Exercise prompt: Output the records below again, precisely as they are written.
** Extracted entries follows **
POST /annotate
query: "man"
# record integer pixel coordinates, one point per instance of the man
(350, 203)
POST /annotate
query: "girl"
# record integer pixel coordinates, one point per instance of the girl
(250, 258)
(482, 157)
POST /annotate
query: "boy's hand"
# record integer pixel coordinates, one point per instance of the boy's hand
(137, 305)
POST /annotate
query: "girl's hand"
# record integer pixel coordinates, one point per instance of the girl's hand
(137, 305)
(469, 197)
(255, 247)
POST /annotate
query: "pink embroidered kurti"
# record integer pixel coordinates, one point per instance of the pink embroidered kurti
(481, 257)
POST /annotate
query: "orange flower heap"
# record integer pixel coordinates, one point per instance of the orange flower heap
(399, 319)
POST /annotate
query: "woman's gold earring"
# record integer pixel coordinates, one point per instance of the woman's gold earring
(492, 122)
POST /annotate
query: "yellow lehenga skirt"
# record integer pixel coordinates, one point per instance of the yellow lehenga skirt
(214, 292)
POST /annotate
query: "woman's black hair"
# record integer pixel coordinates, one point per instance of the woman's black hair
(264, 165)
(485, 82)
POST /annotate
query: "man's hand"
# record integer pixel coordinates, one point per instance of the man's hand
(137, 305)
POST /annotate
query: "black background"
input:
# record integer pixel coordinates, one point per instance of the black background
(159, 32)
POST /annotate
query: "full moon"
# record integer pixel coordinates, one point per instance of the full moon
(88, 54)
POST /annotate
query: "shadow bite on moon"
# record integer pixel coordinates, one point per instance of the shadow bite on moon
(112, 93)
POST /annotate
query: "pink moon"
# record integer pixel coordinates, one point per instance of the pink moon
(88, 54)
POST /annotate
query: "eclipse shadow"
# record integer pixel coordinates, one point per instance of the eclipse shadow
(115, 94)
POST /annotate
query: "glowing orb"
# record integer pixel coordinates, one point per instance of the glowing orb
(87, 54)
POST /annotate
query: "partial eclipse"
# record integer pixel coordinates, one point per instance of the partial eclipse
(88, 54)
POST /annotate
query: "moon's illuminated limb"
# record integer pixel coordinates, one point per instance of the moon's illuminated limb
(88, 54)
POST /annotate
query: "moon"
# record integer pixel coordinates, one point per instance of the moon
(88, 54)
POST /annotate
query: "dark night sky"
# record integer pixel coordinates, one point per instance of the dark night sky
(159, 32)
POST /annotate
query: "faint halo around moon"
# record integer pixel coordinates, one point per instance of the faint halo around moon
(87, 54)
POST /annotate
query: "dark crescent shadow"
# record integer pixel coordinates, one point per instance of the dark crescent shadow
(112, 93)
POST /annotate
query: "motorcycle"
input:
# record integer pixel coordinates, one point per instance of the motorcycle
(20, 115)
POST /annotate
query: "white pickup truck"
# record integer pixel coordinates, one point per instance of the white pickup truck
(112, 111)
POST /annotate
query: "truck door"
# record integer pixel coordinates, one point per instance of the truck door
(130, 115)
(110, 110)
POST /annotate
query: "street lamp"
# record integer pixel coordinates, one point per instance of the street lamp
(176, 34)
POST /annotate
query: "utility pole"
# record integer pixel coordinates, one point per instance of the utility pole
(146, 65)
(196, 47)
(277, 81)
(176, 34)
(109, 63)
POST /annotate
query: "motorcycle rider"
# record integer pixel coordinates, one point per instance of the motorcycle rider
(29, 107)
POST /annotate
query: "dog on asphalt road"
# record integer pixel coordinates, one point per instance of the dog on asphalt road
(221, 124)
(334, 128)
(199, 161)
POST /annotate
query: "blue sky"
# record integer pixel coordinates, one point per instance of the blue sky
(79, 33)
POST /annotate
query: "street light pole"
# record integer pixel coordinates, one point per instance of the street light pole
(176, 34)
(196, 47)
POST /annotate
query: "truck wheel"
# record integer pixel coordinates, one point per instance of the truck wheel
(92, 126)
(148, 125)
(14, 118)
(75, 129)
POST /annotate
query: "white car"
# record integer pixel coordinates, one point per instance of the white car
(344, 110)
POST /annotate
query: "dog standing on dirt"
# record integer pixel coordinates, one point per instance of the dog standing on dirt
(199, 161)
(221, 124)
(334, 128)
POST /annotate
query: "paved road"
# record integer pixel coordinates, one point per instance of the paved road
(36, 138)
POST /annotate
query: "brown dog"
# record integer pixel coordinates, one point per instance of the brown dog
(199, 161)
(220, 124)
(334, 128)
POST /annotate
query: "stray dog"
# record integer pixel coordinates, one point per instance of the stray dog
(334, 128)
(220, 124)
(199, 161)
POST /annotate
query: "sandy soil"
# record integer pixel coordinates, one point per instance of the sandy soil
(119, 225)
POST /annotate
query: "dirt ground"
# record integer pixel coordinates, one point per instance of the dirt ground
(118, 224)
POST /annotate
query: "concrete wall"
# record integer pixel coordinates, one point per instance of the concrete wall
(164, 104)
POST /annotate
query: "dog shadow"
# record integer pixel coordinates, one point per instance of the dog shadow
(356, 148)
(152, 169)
** End of Extracted entries **
Output for this task:
POST /annotate
query: "man"
# record integer pixel coordinates, one point per instance of the man
(350, 203)
POST /annotate
query: "girl"
# record integer pixel coordinates, one point per instance of the girl
(250, 258)
(482, 157)
POST /annotate
query: "boy's hand"
# record integer pixel coordinates, one point per instance of the boy's hand
(137, 305)
POST /annotate
query: "girl's hand"
# record integer pixel coordinates, one point per instance of the girl's hand
(137, 305)
(469, 197)
(255, 247)
POST /annotate
query: "pink embroidered kurti"
# record integer pixel coordinates, one point per instance of the pink embroidered kurti
(481, 257)
POST /annotate
query: "orange flower heap"
# record integer pixel coordinates, one point per instance of the orange flower heap
(399, 319)
POST /annotate
query: "woman's gold earring"
# record integer pixel coordinates, one point per instance of the woman's gold earring
(492, 122)
POST /annotate
query: "yellow lehenga skirt"
# record integer pixel coordinates, one point per instance of the yellow lehenga skirt
(214, 292)
POST /annotate
query: "woman's black hair"
# record integer pixel coordinates, one point per instance of the woman's black hair
(264, 165)
(485, 82)
POST /annotate
query: "man's hand"
# record integer pixel coordinates, one point per instance of the man's hand
(137, 305)
POST /annotate
query: "black background"
input:
# record integer pixel coordinates, one point per instance of the black background
(159, 32)
POST /annotate
query: "full moon"
# record integer pixel coordinates, one point per instance of the full moon
(88, 54)
POST /annotate
query: "shadow bite on moon"
# record integer pixel coordinates, one point per instance of the shadow bite on moon
(112, 93)
POST /annotate
query: "pink moon"
# record integer pixel coordinates, one point per instance of the pink moon
(88, 54)
POST /annotate
query: "eclipse shadow"
# record integer pixel coordinates, one point per instance of the eclipse shadow
(115, 94)
POST /annotate
query: "glowing orb"
# record integer pixel coordinates, one point per instance of the glowing orb
(87, 54)
POST /annotate
query: "partial eclipse"
# record integer pixel coordinates, one point per instance of the partial eclipse
(88, 54)
POST /annotate
query: "moon's illuminated limb"
# record integer pixel coordinates, one point per instance of the moon's illuminated limb
(88, 54)
POST /annotate
query: "moon"
# record integer pixel coordinates, one point per instance of the moon
(88, 54)
POST /annotate
query: "dark night sky"
# record integer pixel coordinates, one point per instance of the dark night sky
(159, 32)
POST /annotate
query: "faint halo around moon"
# record integer pixel coordinates, one point per instance of the faint halo around moon
(87, 54)
POST /annotate
query: "dark crescent shadow"
# record integer pixel coordinates, one point per instance of the dark crescent shadow
(112, 93)
POST /annotate
query: "motorcycle"
input:
# record integer pixel coordinates, one point per instance of the motorcycle
(20, 115)
POST /annotate
query: "white pickup truck"
# record integer pixel coordinates, one point per instance of the white pickup truck
(112, 111)
POST /annotate
query: "truck door"
# record integer pixel coordinates, one point per instance of the truck door
(130, 115)
(110, 110)
POST /annotate
query: "street lamp"
# record integer pixel coordinates, one point per instance of the street lamp
(176, 34)
POST /annotate
query: "utility pole"
# record integer pixel coordinates, one point per instance of the utility pole
(146, 65)
(196, 47)
(277, 81)
(176, 34)
(109, 63)
POST /annotate
query: "motorcycle rider"
# record integer pixel coordinates, one point per instance of the motorcycle rider
(29, 107)
POST /annotate
query: "dog on asphalt road"
# record integer pixel coordinates, one point per instance of the dog on asphalt road
(221, 124)
(334, 128)
(199, 161)
POST /annotate
query: "blue sky"
# record integer pixel coordinates, one point per instance of the blue sky
(79, 33)
POST /annotate
query: "street light pole"
# record integer pixel coordinates, one point per instance of the street light pole
(176, 34)
(196, 47)
POST /annotate
query: "truck wheel"
# record integer pixel coordinates, one point per instance of the truck wheel
(92, 126)
(148, 125)
(14, 118)
(75, 129)
POST /annotate
query: "white car"
# record integer pixel coordinates, one point per instance of the white car
(344, 110)
POST /annotate
query: "dog standing on dirt"
# record integer pixel coordinates, one point per instance of the dog standing on dirt
(199, 161)
(221, 124)
(334, 128)
POST /annotate
query: "paved road"
# record integer pixel coordinates, one point per instance of the paved road
(36, 138)
POST /annotate
query: "brown dog"
# record integer pixel coordinates, one point per instance of the brown dog
(199, 161)
(220, 124)
(334, 128)
POST /annotate
query: "stray dog"
# record integer pixel coordinates, one point per instance of the stray dog
(334, 128)
(220, 124)
(199, 161)
POST /annotate
query: "sandy soil"
# record integer pixel coordinates, one point per instance of the sandy soil
(119, 225)
POST /annotate
query: "dirt ground"
# record integer pixel coordinates, one point per instance of the dirt ground
(118, 224)
POST /annotate
query: "concrete wall"
# record integer pixel coordinates, one point per instance of the concrete wall
(164, 104)
POST /annotate
query: "dog shadow"
# record integer pixel coordinates, one point per instance of the dog shadow
(356, 148)
(152, 169)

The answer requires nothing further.